= Problems to work on =
**A.** Decide whether each statement agrees with the passage on Canadian cattle and COOL, answering yes or no and quoting the deciding words: (i) COOL was put in place in 2010; (ii) Canada challenged COOL at the World Trade Organization on its own; (iii) Moss credits mandatory labeling for the 2014-15 feeder cattle price spike.
**B.** Carry the passage on Canadian cattle and COOL forward from its final sentence.

[[ Selected text open ]]

The Canadian Cattlemen’s Association is watching developments, said CCA general manager David Moss.
“We are certainly monitoring it from afar. It is mostly a U.S. issue but when it gets air time, that’s our job is to monitor those things.”
U.S.-imposed COOL was implemented in 2010 and caused millions of dollars in Canadian livestock losses. The need to segregate meat from imported Canadian cattle and pigs discouraged U.S. packers from buying Canadian animals due to the higher costs involved.
Canada and Mexico successfully challenged COOL at the World Trade Organization and won their case in 2015. That leads the CCA to believe reinstatement of COOL is a non-starter.
“We’d like to believe not,” Moss said of a potential inclusion of COOL in the USMCA. “The fact that we won the WTO ruling in 2015 certainly puts in our minds that that’s something that should be put to bed and no longer on the table. We reserve the right, if they were to implement that, that we have a $1 billion retaliatory right to implement tariffs immediately if they were to put that back on the table.”
Factions behind the Fair Cattle Markets movement connect improved producer profits seen in 2014-15 with COOL but Moss said supply and demand fundamentals at that time caused the feeder cattle price spike and were unrelated to mandatory labelling.
The CCA explained that in a recent newsletter.
“From 2010 to 2015, U.S. beef production dropped 10% (and) mCOOL came into effect in 2010. This decline in supplies, along with strong domestic and international demand, combined with the PED virus, which saw U.S. pork production drop, all led to the spike in cattle/beef prices into 2014 and 2015,” the CCA said.
American producers responded to higher prices, added Moss.
“Since 2015 the U.S. read those demand signals very clearly and increased production by about 14 percent so now you’re starting to see that supply-demand ratio shifting. That’s why you’re starting to see some of the profitability come out of that market.”

[[ Selected text closed ]]
[[ Listed records open ]]

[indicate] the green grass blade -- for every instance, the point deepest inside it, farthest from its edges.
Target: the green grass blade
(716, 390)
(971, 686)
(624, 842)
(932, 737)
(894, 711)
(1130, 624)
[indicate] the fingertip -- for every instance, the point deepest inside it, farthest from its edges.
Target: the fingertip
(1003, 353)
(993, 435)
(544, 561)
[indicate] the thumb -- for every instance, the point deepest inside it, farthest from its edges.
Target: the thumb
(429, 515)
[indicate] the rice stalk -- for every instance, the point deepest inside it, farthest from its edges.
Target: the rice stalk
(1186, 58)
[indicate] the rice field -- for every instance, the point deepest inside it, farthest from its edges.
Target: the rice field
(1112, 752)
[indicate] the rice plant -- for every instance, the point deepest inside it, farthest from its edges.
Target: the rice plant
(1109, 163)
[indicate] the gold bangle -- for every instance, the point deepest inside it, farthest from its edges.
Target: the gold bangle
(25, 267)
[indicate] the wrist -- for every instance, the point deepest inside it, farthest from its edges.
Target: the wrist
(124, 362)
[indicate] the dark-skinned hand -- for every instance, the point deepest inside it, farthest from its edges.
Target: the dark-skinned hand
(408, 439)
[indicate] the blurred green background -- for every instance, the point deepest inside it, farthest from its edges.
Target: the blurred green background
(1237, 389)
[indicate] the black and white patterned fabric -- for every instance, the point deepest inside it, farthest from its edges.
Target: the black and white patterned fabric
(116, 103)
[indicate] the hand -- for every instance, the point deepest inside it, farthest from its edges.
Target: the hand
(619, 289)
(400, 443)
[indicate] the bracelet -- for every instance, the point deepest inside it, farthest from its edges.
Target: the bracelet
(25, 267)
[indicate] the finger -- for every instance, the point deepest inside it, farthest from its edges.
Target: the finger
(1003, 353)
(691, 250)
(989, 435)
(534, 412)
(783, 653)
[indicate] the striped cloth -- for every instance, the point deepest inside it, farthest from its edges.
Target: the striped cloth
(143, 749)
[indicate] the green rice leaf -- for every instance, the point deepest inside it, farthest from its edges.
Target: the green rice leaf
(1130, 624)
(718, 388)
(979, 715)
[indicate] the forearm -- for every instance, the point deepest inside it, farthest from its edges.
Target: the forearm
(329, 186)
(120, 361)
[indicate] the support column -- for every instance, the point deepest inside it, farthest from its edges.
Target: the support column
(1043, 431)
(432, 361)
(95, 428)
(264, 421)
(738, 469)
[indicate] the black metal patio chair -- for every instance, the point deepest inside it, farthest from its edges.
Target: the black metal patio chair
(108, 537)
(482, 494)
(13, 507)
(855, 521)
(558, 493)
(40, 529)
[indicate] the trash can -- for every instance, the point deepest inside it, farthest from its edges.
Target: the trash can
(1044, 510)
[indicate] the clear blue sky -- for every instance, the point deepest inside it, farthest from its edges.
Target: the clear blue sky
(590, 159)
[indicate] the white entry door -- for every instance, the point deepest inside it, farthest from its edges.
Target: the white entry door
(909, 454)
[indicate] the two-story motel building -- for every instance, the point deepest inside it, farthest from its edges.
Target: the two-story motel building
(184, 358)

[[ Listed records closed ]]

= Answers to the tasks =
**A.**
(i) Yes: "U.S.-imposed COOL was implemented in 2010"
(ii) No: "Canada and Mexico successfully challenged COOL at the World Trade Organization"
(iii) No: "supply and demand fundamentals at that time caused the feeder cattle price spike and were unrelated to mandatory labelling"

**B.**
An August fire at the Tyson beef processing plant in Holcomb, Kansas, exacerbated recent U.S. cattle producer concerns. That plant processed about four percent of total slaughter cattle and has yet to be back in production.
Resulting market volatility is another reason for the Fair Cattle Markets movement. However, Moss said other packers have added shifts to compensate and are willing to do so given their rosy profit picture.
“We’re seeing year over year slaughter numbers are slightly higher in the U.S. than they were last year, so overall the impact has been minimal,” Moss said.
Officials with the National Cattlemen’s Beef Association have been critical of the Fair Cattle Markets campaign, particularly after investigations revealed a connection between its founders, the Organization for Competitive Markets, and the Humane Society of the United States. The latter organization has a stated goal of eliminating animal agriculture.
The NCBA did not respond to queries by press time.
Moss said the HSUS connection has harmed the credibility of the Fair Cattle Markets campaign in his view and that of the NCBA.
“It makes for odd bedfellows when you have different organizations like that aligning with fringe R-CALF type groups.”
R-CALF USA, the Ranchers-Cattlemen Action Legal Fund United Stockgrowers of America, is a group of independent cattle producers that have a goal, among others, of reinstating COOL.